### YOUR TASK
Find every line below with the string "fingers" and pick it out.

Items from a data source:
--- START ---

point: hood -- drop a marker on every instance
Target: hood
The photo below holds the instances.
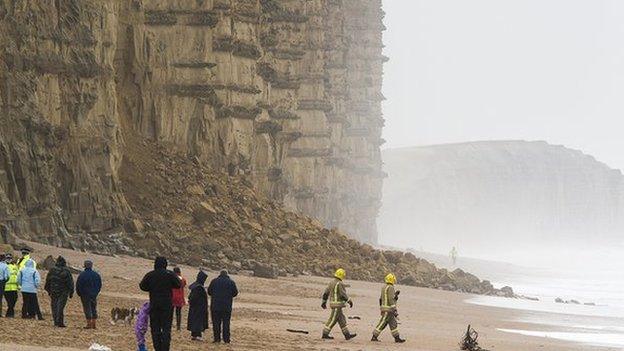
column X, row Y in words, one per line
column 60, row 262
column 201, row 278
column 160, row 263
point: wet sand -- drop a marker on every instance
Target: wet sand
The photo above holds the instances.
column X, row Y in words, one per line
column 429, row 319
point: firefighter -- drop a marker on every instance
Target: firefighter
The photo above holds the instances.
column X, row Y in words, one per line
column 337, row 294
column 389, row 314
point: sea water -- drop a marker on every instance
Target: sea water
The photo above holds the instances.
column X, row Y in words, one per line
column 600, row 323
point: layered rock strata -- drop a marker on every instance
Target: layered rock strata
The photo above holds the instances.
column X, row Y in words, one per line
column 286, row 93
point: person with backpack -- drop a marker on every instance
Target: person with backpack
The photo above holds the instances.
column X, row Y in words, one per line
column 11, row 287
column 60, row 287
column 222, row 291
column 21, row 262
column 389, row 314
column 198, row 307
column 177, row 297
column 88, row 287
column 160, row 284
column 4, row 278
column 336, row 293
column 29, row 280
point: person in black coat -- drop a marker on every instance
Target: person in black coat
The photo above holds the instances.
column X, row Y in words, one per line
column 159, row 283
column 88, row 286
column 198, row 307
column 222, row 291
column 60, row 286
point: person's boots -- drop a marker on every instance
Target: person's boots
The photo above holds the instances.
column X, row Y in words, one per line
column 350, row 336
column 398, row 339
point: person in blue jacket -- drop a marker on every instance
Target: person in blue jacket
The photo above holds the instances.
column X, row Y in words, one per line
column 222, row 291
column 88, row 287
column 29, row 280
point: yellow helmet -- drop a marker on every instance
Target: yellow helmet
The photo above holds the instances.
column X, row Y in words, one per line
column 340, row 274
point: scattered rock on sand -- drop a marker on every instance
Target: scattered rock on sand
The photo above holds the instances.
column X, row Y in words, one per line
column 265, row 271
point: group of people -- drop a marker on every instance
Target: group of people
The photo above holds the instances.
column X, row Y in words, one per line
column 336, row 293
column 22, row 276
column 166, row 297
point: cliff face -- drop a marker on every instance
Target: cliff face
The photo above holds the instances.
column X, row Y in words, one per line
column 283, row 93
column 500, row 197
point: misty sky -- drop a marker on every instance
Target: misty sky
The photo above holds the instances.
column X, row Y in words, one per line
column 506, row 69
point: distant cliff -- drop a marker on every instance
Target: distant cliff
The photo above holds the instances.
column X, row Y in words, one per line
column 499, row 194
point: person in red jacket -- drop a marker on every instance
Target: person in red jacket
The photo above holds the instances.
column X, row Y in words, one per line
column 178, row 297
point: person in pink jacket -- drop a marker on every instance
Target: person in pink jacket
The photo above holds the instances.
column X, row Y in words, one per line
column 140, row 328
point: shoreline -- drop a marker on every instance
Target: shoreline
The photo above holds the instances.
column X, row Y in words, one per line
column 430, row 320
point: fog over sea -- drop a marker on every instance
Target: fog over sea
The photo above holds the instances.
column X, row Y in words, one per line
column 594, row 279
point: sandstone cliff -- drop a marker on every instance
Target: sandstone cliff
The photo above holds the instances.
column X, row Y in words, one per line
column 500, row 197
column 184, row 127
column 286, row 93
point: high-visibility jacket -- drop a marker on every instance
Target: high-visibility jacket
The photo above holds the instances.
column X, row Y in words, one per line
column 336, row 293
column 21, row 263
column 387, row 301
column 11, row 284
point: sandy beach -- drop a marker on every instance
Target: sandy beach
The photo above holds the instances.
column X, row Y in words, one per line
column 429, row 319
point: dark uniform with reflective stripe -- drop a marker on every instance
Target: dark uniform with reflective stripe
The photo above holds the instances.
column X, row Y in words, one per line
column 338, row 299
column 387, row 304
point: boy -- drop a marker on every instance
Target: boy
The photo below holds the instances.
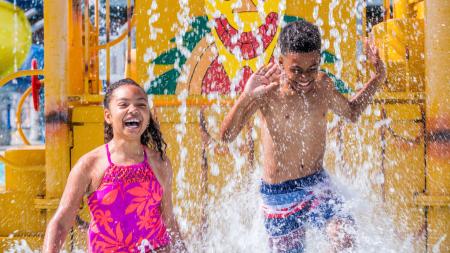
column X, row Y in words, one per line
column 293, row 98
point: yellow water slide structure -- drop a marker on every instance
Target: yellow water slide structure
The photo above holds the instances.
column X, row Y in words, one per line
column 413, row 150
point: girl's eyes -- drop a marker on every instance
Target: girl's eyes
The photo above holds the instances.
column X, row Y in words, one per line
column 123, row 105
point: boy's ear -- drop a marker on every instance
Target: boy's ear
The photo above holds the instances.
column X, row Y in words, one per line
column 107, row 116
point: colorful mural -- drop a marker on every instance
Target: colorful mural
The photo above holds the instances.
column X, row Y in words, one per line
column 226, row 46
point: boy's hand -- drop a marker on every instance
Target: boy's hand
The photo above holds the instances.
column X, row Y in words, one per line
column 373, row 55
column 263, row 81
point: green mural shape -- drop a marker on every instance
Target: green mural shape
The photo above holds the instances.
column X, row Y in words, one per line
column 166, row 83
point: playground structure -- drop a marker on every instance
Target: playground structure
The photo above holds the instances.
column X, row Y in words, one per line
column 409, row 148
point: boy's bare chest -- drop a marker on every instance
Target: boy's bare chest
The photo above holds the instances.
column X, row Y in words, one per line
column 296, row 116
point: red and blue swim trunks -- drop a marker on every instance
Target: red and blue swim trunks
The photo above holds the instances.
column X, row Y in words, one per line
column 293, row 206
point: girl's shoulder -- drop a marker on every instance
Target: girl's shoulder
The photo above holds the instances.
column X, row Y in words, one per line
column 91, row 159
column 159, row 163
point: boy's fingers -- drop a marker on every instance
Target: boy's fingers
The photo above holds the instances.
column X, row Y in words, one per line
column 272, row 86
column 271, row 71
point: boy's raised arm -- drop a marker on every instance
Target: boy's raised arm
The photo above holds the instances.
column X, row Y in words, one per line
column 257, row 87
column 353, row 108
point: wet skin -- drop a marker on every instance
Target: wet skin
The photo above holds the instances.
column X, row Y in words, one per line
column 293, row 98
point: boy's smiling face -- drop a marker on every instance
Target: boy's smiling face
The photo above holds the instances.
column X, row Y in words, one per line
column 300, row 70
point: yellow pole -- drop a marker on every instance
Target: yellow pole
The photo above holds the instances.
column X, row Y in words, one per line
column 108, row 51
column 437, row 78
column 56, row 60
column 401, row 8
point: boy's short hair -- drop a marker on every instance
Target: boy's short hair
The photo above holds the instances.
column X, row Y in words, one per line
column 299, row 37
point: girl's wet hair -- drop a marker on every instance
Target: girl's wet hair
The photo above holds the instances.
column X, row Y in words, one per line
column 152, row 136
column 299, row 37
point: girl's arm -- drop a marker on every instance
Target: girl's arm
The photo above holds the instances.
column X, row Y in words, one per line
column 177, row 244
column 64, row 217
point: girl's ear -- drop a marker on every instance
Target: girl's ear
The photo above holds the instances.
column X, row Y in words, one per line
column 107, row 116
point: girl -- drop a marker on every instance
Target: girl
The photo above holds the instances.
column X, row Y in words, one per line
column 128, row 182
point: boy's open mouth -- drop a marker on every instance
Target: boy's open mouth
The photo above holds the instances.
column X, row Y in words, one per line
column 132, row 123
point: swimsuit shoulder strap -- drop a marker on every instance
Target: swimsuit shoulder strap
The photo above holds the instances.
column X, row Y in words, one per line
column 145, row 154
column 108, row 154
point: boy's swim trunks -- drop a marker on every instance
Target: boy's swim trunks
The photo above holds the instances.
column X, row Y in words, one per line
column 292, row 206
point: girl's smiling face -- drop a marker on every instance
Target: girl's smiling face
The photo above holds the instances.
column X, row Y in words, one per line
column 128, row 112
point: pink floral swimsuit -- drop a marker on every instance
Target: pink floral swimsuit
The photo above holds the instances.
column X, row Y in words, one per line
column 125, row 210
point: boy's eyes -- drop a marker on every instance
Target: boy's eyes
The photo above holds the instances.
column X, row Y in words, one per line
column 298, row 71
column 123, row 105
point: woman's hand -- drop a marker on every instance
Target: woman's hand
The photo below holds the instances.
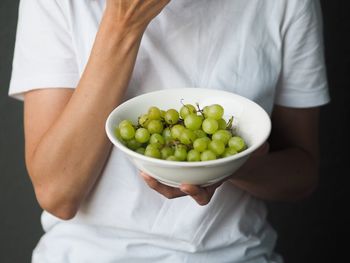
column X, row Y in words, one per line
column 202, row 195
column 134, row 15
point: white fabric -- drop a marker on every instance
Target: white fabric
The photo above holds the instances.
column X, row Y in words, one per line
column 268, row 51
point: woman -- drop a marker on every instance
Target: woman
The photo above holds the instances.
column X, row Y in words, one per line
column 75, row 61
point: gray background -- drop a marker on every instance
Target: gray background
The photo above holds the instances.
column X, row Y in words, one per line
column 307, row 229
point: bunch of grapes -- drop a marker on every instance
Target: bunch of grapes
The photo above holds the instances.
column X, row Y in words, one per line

--- END ---

### ANSWER SECTION
point: boy's fingers -- drop a marker on every instance
Target: boy's fingers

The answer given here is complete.